** Start QUOTED TEXT **
BookmarkSubscribeRSS Feed
🔒 This topic is solved and locked. Need further help from the community? Please sign in and ask a new question.
jorgesribeiro
Calcite | Level 5

Hi 
I need to simulate simulate 4 ROC curves going from 0.15 0.25 0.3 0.35 are above the reference line of a random model.

Could you help me with this ? I need to create these graphs to illustrate a logistic regression model.
Thanks

Jorge Ribeiro

1 ACCEPTED SOLUTION

Accepted Solutions
Rick_SAS
SAS Super FREQ

I don't know what you mean by "going from 0.15 0.25 0.3 0.35", but you can simulate data for a logistic regression model by using the example at "Simulate many samples from a logistic regression model," which is taken from the book Simulating Data with SAS (Wicklin 2013).  There are lots of ways to get distinct ROC curves. One way is to misspecify the model in the simulation.  That's what the following code does: the model is constructed to depend on X1, X2, and X3, but the MODEL statement only specifies X1 and X2.
** End QUOTED TEXT **
* _GIVEN REQUEST 1_
Reproduce the rows from the line containing "Return the mask of every instance of the korean" through the line containing "POLYGON ((108 159, 108" without altering them, and leave any picture out.
** Start GIVEN RECORDS **
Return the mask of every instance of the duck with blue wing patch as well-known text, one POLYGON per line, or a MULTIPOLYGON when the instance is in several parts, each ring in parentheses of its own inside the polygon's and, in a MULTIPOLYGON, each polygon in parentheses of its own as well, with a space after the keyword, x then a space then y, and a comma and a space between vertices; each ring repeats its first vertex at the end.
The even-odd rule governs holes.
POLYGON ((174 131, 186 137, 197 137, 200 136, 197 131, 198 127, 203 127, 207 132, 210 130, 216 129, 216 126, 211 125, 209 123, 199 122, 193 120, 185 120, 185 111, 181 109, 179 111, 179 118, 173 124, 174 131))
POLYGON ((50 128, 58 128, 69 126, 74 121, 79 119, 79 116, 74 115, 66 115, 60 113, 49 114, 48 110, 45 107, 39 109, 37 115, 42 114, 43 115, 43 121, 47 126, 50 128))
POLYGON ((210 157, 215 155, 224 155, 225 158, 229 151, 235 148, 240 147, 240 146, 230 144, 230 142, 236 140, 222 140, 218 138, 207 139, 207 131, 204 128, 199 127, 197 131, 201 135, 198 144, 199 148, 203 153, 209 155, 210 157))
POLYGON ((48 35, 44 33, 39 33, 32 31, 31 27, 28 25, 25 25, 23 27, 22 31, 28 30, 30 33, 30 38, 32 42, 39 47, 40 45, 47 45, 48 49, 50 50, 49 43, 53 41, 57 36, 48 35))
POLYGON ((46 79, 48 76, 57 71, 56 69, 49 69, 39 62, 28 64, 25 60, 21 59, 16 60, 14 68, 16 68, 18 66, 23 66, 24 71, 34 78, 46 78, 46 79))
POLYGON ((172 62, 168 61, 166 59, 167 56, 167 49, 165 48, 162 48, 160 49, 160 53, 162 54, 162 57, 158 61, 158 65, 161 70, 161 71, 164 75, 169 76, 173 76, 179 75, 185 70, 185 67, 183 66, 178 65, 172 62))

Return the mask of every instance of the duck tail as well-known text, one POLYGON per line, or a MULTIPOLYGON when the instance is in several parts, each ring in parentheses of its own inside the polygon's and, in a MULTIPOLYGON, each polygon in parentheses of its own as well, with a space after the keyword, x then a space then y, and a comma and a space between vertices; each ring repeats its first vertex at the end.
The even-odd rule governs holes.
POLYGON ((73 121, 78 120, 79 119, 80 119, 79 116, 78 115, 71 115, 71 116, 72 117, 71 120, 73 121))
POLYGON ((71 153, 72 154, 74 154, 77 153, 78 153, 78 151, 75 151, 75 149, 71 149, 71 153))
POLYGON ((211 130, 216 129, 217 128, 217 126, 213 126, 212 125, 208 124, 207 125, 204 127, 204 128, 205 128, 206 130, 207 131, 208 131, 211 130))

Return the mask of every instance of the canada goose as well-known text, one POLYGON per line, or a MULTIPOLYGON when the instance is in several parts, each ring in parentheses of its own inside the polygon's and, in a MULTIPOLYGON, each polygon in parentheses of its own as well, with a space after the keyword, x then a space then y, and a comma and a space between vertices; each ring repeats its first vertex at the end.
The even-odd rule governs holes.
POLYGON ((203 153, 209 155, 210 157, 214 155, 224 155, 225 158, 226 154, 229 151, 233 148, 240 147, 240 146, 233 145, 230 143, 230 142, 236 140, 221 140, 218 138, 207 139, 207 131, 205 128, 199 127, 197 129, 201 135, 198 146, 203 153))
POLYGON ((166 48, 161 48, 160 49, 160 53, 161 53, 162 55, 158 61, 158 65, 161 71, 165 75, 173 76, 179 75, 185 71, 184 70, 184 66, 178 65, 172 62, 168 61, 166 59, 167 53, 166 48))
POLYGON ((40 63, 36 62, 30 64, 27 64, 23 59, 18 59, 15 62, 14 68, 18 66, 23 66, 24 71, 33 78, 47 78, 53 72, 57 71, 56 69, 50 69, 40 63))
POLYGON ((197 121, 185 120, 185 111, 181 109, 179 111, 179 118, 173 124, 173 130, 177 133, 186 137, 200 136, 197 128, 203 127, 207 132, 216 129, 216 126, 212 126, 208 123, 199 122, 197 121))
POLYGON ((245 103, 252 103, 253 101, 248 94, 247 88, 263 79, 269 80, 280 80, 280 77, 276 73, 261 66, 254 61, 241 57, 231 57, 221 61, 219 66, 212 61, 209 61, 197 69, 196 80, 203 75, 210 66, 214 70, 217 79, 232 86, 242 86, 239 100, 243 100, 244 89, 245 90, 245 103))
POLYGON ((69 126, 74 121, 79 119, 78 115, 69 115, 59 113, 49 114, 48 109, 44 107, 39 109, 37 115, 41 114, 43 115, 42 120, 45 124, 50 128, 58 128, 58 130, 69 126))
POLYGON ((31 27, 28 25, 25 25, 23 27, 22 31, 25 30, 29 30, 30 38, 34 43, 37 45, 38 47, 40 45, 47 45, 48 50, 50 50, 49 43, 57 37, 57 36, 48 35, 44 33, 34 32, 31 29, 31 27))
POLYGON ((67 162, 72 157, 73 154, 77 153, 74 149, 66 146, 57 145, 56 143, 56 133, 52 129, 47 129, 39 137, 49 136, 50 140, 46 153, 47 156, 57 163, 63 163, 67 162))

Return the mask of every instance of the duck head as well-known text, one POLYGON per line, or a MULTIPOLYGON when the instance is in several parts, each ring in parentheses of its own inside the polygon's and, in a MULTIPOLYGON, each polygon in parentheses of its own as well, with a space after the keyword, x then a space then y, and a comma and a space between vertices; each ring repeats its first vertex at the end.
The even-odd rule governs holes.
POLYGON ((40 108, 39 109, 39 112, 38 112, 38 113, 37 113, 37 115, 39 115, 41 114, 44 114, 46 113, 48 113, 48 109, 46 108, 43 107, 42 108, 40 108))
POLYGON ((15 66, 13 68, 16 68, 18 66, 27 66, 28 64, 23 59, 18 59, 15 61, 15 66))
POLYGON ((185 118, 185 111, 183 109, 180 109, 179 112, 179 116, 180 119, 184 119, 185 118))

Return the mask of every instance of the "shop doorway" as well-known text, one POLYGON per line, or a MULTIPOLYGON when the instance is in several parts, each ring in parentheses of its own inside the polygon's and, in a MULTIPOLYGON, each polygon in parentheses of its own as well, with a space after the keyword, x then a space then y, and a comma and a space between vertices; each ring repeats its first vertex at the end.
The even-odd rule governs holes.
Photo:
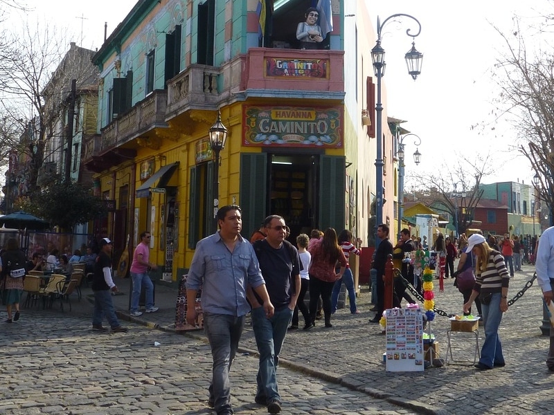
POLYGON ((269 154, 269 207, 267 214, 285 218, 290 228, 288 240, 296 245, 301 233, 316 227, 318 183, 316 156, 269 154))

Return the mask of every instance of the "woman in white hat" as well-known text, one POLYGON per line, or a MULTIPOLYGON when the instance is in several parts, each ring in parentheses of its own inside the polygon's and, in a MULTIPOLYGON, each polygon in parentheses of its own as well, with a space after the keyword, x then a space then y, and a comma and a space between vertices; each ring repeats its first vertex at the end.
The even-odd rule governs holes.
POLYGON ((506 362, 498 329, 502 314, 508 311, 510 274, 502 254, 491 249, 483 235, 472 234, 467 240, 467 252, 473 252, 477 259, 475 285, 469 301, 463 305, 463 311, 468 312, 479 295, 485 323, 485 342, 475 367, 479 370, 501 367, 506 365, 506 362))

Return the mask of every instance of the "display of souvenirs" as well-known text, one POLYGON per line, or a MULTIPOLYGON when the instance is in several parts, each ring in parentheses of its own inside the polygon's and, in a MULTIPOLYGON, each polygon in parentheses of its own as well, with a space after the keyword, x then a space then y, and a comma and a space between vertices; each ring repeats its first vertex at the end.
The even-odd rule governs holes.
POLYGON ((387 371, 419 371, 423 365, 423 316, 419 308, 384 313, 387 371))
** End GIVEN RECORDS **
** Start GIVEN RECORDS **
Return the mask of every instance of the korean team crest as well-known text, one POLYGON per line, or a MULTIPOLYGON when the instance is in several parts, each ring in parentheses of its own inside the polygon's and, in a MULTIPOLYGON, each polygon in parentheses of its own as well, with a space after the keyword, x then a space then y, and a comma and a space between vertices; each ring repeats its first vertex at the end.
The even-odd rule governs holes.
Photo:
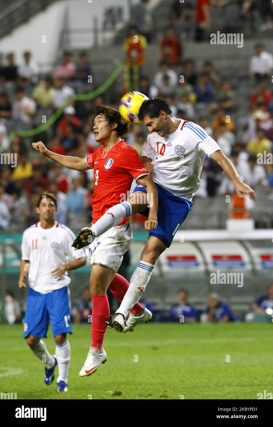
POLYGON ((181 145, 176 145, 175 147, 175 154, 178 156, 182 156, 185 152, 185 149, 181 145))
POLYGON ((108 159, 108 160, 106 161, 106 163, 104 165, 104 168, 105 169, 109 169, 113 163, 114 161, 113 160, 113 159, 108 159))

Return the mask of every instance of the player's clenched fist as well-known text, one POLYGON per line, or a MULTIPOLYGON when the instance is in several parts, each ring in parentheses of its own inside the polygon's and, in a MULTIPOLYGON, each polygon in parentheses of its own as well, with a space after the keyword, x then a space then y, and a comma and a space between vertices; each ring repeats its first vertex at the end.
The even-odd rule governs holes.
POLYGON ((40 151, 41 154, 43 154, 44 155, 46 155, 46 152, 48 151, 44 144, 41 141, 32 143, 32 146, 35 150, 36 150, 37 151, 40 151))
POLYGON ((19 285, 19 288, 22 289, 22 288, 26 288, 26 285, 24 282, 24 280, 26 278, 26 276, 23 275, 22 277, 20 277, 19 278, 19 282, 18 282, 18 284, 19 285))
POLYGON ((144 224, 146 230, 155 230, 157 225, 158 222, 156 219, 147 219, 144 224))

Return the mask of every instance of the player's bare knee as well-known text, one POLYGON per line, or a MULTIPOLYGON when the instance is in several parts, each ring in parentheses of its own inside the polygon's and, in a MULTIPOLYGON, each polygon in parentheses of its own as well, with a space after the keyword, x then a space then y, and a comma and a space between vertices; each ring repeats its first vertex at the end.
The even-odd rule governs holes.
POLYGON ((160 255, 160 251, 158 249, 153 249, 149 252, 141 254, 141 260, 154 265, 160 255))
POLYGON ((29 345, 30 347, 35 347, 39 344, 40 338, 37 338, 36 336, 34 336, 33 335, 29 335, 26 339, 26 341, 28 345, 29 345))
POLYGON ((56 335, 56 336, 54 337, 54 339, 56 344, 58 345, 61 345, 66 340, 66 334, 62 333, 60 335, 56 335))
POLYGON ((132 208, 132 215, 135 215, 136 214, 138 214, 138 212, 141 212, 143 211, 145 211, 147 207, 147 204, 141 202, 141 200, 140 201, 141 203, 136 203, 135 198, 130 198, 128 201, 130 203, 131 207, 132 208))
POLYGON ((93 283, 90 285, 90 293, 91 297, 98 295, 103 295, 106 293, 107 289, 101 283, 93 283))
** End GIVEN RECORDS **
* _GIVEN REQUEST 2_
Rewrite the stretch of the ROC curve forum thread from "BookmarkSubscribeRSS Feed" through "logistic regression model.", replacing "graphs" with "plots".

* _WRITTEN RESPONSE 1_
Return the mask of every instance of the korean team crest as well-known text, one POLYGON per line, or a MULTIPOLYGON when the instance is in several parts, each ring in parentheses of its own inside the polygon's and, in a MULTIPOLYGON, each polygon in parentheses of its own as well, with a space after the keyword, x then a space then y, and a comma and a space between vertices; each ring repeats its first vertex at the end.
The even-odd rule governs holes.
Photo:
POLYGON ((181 145, 176 145, 175 147, 175 154, 178 156, 182 156, 185 152, 185 149, 181 145))
POLYGON ((108 159, 108 160, 106 161, 106 163, 104 165, 104 168, 105 169, 109 169, 113 163, 114 161, 113 160, 113 159, 108 159))

* _WRITTEN RESPONSE 2_
BookmarkSubscribeRSS Feed
🔒 This topic is solved and locked. Need further help from the community? Please sign in and ask a new question.
jorgesribeiro
Calcite | Level 5

Hi 
I need to simulate simulate 4 ROC curves going from 0.15 0.25 0.3 0.35 are above the reference line of a random model.

Could you help me with this ? I need to create these plots to illustrate a logistic regression model.